EXERCISE DETAILS: Reproduce the entire listing word for word.
········
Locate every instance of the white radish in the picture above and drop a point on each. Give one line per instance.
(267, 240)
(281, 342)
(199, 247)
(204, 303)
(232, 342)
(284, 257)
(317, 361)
········
ANSWER FOR THIS EXERCISE:
Locate every instance of the white radish in the picture above and drop a point on each. Give one line per instance.
(267, 240)
(281, 342)
(199, 247)
(204, 303)
(232, 342)
(284, 257)
(317, 361)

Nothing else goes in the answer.